## Questions
1 - In the passage on jobs and automation, what share of children entering primary school today will end up in job types that don't yet exist?
2 - Repeat word for word the part of the passage on jobs and automation from "Universities also need" to "2U or Hotchalk.".
Quoted passage START
Conversely, people who work in less structured environments, such as a nursing aide at an elderly person’s home, are less likely to lose their jobs to automation as a robot on wheels will have a harder time navigating a house than a human. However, that same robot could work just fine in a warehouse, loading and unloading pallets with merchandise.
History shows how a labour market’s needs constantly shift with technology – and in an unpredictable way. Skilled craftsmen of medieval times gave way to more unskilled labour in the industrial revolution and those jobs in turn got phased out by mechanised assembly lines.
What does the future hold? According to a recent Nesta study, creative-minded people, including artists, architects and web designers should be well-placed because they are “more future-proofed" to computerisation. But perhaps trying to guess what professions will be computer-proof in 10 or 20 years is the wrong approach. After all, research tells us that 65% of children entering primary school today will end up working in job types that don’t yet exist.
Skills-based education
A better idea would be for our education systems to find new ways to help develop cross-cutting skills like problem-solving, teamwork and leadership which have universal value – in short, a system that prioritises skills over credentials.
Transitioning to this will be hard for some. For instance, in many developing countries, rote learning and memorisation are firmly anchored in the culture and a college degree is seen as 'the Holy Grail', so adapting to a more trans-disciplinary, flexible, skills-based model will require conscious effort.
Universities also need to rethink their role in teaching the kinds of skills graduates need in the 'New Economy'. Furthermore, they must reconsider their approach towards working with partners, given the growing trend towards greater specialisation as a result of the unbundling of the education value chain and the decoupling of teaching and learning from the campus.
Going forward, universities might need to enter into strategic partnerships with corporate partners to better fulfil their mission. One example of this is the growing opportunity to expand into online education via partnerships with white-label providers like 2U or Hotchalk.
The good news is that over the past few years, innovative models have been springing up. For instance, the US, Saudi and Singapore-based Fullbridge is running short-term courses aimed at imbuing students with skills, attitudes, confidence and leadership by partnering with employers and government ministries.
Quoted passage END
Data extracts START
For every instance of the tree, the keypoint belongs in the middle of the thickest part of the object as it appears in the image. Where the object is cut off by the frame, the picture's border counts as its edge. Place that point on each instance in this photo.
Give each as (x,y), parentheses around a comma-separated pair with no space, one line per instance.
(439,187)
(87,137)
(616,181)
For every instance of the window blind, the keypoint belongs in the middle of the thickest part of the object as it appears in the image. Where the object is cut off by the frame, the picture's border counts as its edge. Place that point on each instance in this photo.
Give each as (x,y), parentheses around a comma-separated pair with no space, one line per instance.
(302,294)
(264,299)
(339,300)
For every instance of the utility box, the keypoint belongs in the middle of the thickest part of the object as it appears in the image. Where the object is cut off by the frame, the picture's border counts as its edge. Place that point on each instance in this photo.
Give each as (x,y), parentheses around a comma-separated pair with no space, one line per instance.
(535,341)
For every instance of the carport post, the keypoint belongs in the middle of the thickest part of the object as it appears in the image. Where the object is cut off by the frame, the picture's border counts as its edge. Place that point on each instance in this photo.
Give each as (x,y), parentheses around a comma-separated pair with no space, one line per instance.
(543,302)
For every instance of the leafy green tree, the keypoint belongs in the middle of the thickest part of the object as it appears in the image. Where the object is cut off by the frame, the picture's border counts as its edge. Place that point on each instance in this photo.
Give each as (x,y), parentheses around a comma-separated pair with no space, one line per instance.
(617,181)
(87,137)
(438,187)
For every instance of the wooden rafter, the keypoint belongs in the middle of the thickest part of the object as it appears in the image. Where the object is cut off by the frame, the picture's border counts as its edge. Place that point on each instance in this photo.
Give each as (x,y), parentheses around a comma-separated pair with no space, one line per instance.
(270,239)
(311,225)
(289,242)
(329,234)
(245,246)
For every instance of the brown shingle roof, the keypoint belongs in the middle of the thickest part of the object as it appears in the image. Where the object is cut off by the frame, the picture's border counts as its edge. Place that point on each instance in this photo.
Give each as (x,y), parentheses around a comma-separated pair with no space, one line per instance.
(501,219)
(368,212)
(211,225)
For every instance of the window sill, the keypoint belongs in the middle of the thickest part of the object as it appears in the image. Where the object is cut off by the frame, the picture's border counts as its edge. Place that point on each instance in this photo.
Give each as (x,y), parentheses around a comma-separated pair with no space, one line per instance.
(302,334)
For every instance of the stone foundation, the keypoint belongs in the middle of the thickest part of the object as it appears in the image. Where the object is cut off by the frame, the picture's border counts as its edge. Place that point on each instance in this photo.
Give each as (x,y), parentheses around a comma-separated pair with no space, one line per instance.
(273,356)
Data extracts END
## Answers to the tasks
1 - 65%

2 -
Universities also need to rethink their role in teaching the kinds of skills graduates need in the 'New Economy'. Furthermore, they must reconsider their approach towards working with partners, given the growing trend towards greater specialisation as a result of the unbundling of the education value chain and the decoupling of teaching and learning from the campus.
Going forward, universities might need to enter into strategic partnerships with corporate partners to better fulfil their mission. One example of this is the growing opportunity to expand into online education via partnerships with white-label providers like 2U or Hotchalk.